Pour garder le récit ancré dans le concret, mais aussi pour offrir une vision plus moderne de cette période, c’est avant tout le combat d’une femme qui s’affiche à l’écran. Un figure forte qui ne se laisse pas définir par les hommes qui croise sa route, une personnalité entière qui refuse de se taire et qui souhaite faire évoluer les mœurs pour vivre pleinement son existence. Un combat transcendé par le besoin de s’exprimer artistiquement, d’utiliser sa voix divine pour apostropher ses contemporains et mettre en avant les travers d’un monde cruel.
« Les sirènes du phareeeeeeee… »
Aussi représentative de son époque soit Billie Holiday, son rôle de porte-drapeau de sa communauté va être intelligemment contesté par le cinéaste Lee Daniels. Il n’y a pas une seule identité noire dans le long métrage, mais plutôt un horrible dilemme commun à ceux dont la peau est plus foncée, et une multitude de réponses possibles. C’est parce que le réalisateur est sans concession avec les violences faites aux noirs qu’on assimile mieux certains personnages qui auraient pu sembler plus lâches, on leur pardonne leur peur du monde.
Le principal souci de “Billie Holiday, une affaire d’état” reste malheureusement la grammaire cinématographique que va emprunter Lee Daniels pour délivrer son noble message. Son œuvre a tout du biopic musical habituel jusqu’à tutoyer les clichés. Évidemment, le réalisateur se base sur des éléments vérifiés historiquement pour construire son film mais il n’en reste pas moins que l’artiste pris au piège de l’addiction est un chemin trop souvent parcouru. La drogue et la prison sont deux axes pertinents qui ouvrent la réflexion mais on a l’impression tenace d’avoir déjà éprouvé ce que Lee Daniels propose.

_ _ _ _

OBJECTIF VISÉ: Pouvez-vous recopier à l'identique le passage de la critique ci-dessus sur le film consacré à Billie Holiday, en partant des mots « Le principal souci » et en vous arrêtant après « Lee Daniels propose. » ?

_ _ _ _

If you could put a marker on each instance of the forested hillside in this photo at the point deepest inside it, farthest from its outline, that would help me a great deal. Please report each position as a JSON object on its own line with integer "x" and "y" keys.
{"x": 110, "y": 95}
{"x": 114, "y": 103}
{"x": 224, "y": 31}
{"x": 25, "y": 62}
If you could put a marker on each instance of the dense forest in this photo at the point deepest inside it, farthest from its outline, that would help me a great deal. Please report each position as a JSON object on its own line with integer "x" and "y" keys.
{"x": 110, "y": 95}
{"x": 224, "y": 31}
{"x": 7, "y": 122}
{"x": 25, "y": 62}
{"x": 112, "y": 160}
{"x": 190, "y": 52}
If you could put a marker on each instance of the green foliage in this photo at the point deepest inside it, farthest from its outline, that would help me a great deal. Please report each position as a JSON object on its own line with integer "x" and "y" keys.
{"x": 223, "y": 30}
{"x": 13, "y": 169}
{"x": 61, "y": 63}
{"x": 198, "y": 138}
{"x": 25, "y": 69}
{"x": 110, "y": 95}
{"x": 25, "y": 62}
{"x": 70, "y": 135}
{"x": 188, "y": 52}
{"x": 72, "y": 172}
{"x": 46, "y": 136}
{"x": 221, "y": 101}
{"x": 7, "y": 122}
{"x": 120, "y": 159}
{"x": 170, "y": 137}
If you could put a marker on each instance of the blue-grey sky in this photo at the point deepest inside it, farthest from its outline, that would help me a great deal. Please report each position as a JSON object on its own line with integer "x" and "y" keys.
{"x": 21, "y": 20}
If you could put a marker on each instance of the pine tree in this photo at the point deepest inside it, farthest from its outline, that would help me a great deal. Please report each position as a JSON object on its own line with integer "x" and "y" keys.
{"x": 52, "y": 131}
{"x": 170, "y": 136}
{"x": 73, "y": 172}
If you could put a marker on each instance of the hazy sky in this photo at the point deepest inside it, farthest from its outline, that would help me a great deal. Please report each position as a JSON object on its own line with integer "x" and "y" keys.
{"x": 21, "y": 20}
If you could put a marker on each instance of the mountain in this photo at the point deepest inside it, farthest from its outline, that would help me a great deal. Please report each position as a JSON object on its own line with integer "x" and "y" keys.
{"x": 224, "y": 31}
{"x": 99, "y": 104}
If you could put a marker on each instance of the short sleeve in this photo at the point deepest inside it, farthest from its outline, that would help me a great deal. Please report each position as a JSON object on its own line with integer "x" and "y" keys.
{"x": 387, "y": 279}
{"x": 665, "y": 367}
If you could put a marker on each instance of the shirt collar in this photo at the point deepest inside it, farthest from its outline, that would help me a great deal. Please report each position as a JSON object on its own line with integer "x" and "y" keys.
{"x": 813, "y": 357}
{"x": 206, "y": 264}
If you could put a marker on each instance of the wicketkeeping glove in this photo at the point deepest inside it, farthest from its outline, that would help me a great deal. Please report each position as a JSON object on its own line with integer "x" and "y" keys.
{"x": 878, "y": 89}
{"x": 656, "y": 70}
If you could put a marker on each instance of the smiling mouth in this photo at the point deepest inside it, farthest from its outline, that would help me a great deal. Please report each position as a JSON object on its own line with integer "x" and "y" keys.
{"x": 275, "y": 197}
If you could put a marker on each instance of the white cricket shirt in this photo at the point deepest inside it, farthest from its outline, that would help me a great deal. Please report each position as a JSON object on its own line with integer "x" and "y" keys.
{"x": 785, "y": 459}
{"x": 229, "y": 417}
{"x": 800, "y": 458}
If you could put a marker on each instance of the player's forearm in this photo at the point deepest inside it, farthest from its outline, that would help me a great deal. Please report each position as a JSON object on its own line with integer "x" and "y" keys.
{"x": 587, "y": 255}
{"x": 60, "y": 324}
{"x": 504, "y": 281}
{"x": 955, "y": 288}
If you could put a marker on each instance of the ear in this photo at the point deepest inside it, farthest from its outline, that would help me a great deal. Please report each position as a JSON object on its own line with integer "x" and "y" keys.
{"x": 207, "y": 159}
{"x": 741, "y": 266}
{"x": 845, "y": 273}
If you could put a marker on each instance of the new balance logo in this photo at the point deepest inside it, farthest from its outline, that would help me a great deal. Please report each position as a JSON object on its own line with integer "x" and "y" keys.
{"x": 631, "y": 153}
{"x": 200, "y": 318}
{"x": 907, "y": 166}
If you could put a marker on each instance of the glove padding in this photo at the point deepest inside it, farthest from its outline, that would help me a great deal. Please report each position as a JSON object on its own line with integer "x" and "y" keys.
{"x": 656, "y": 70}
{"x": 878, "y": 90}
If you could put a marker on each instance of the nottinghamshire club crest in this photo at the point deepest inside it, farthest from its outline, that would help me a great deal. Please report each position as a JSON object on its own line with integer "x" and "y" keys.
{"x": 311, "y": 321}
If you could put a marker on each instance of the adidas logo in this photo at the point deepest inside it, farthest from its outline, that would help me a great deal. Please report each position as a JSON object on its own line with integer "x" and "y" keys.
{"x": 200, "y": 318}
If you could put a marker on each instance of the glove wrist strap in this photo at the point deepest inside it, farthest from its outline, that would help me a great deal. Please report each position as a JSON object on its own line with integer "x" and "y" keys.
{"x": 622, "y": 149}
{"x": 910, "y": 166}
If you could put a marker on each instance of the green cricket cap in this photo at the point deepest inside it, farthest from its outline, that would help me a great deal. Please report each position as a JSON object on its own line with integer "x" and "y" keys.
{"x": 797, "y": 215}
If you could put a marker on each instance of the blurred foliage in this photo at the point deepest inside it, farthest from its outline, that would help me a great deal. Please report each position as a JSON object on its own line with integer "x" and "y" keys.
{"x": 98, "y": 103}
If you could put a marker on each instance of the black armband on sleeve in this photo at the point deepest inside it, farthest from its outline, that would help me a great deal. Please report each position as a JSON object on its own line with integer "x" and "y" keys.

_ _ _ _

RÉSULTAT ATTENDU:
Le principal souci de “Billie Holiday, une affaire d’état” reste malheureusement la grammaire cinématographique que va emprunter Lee Daniels pour délivrer son noble message. Son œuvre a tout du biopic musical habituel jusqu’à tutoyer les clichés. Évidemment, le réalisateur se base sur des éléments vérifiés historiquement pour construire son film mais il n’en reste pas moins que l’artiste pris au piège de l’addiction est un chemin trop souvent parcouru. La drogue et la prison sont deux axes pertinents qui ouvrent la réflexion mais on a l’impression tenace d’avoir déjà éprouvé ce que Lee Daniels propose.